■ СТАТЬЯ:

Первой и последней книгой В. Г. Зебальда, вышедшей пока по-русски, стал "Аустерлиц" — его последний большой прозаический текст. Их и было-то всего четыре — "Schwindel. Gefuhle" ("Головокружение. Чувство"), "Die Ausgewanderten" ("Изгнанники"), "Die Ringe des Saturn" ("Кольца Сатурна") и "Austerlitz" — и два, "Гоовокружение" и "Кольца Сатурна", имеют минимальное отношение к его устоявшейся репутации тематического автора, пишущего о Холокосте. "Аустерлиц" же — самый известный и в наибольшей степени похожий на конвенциональный роман или то, что принято им считать. Все, что следует ниже, своего рода попытка поговорить о Зебальде так, словно он уже переведен, опубликован, прочтен, словно его работа уже стала частью нашей кровеносной системы (как ей следовало бы) — и можно смотреть на нее не из окна экскурсионного автобуса, а широкими глазами общности.

1.

Зебальд называл свои книги documentary fiction: странный жанровый гибрид, зависающий, как огромный дирижабль, в пограничной зоне между было и не было, где читательская чувствительность сознает себя особенно уязвимой. Большая (большая) часть полемики вокруг его книг разворачивается в этой зоне. Неясный, мерцающий статус зебальдовского нарратива как бы провоцирует читателя произвести над текстом операцию, называемую наводкой на резкость, уточнить события, подтянуть к лицу трудноразличимые детали. Их базовая, неучтивая неучтимость, их легкая выворачиваемость наизнанку — возможно, главное качество зебальдовской прозы, где главные вещи всегда зашиты глубоко в текст (и готовы взорваться, как мины — или быть найденными, как детские тайники). Подлинный характер текста остается открытым. О чем, собственно говоря, идет речь? Что именно подвергается чтению: выдуманная история, снабженная (для убедительности или выразительности) реальными фактами и деталями? Или мы наблюдаем за оживанием документа, настоящего прошедшего, которое автор раскрашивает, как черно-белую фотографию, усилием воображения? Бывшее и небывшее постоянно вылезают за собственные края — как это бывает при печати, когда краска заезжает за контур изображения. Тревожный фокус зебальдовской прозы — ее двойная экспозиция: глубокая убедительность/убежденность, свойственная точному знанию,— и при этом странная призрачность любой подробности, каждого эпизода, словно они растворятся в воздухе, если их потрогать. Эта "аура сияния и дрожи, делающая их очертания неразличимыми", как говорит Зебальд о некоторых фразах Роберта Вальзера, окружает корпус его собственных текстов чем-то вроде облака. Так Зевс окутал Ио темным облаком, чтобы войти к ней незамеченным.

■ ИСХОДНЫЕ ДАННЫЕ:
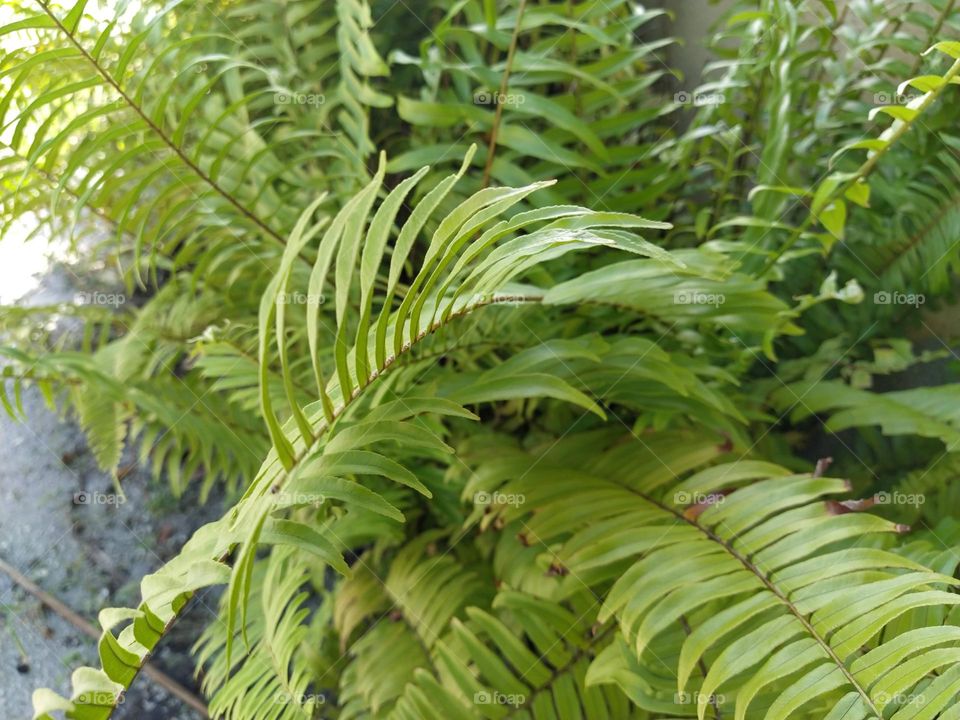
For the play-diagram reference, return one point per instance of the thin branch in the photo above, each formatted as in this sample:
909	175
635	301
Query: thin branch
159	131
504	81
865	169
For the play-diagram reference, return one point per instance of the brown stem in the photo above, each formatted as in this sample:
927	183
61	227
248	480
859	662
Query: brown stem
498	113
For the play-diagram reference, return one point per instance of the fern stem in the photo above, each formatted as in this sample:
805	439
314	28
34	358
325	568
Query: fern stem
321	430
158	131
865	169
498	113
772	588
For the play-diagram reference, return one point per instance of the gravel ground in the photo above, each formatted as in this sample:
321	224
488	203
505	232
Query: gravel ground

---

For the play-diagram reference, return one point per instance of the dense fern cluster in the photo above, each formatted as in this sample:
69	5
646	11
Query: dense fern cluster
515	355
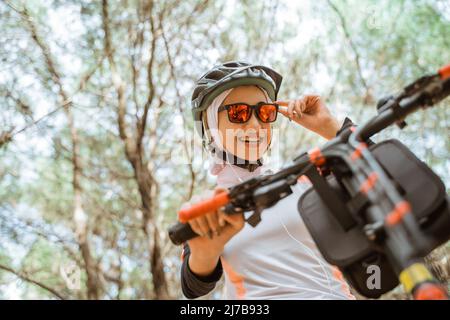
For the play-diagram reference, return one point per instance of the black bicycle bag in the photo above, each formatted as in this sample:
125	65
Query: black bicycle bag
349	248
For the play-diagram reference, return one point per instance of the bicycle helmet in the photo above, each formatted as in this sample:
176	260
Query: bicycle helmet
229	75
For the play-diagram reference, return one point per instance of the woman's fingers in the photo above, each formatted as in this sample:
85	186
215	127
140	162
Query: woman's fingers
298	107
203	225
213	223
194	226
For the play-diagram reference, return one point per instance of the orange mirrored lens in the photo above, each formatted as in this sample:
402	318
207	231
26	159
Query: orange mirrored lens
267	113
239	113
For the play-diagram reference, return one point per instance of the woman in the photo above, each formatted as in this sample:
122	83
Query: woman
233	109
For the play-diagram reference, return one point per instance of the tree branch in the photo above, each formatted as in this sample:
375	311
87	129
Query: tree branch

...

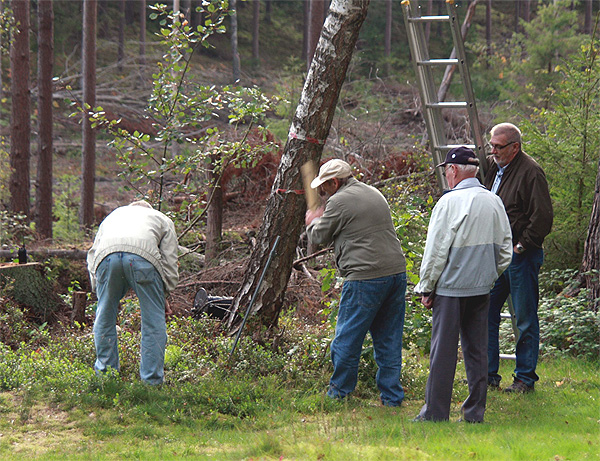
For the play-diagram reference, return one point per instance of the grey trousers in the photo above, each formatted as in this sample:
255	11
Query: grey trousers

■ ЗАДАНИЯ:
1. Перечислите все большие прозаические тексты Зебальда, которые названы в статье, с оригинальными и русскими названиями.
2. Ответьте по статье на три вопроса, каждый ответ с новой строки и с той же буквой.
(а) Как Зебальд называл жанр своих книг?
(б) Какую из книг Зебальда статья называет самой известной?
(в) О чьих фразах Зебальд говорит как об окруженных "аурой сияния и дрожи"?

■ ОТВЕТЫ К ЗАДАНИЯМ:
1.
"Schwindel. Gefuhle" ("Головокружение. Чувство")
"Die Ausgewanderten" ("Изгнанники")
"Die Ringe des Saturn" ("Кольца Сатурна")
"Austerlitz" ("Аустерлиц")

2.
(а) Documentary fiction.
(б) "Аустерлиц".
(в) О фразах Роберта Вальзера.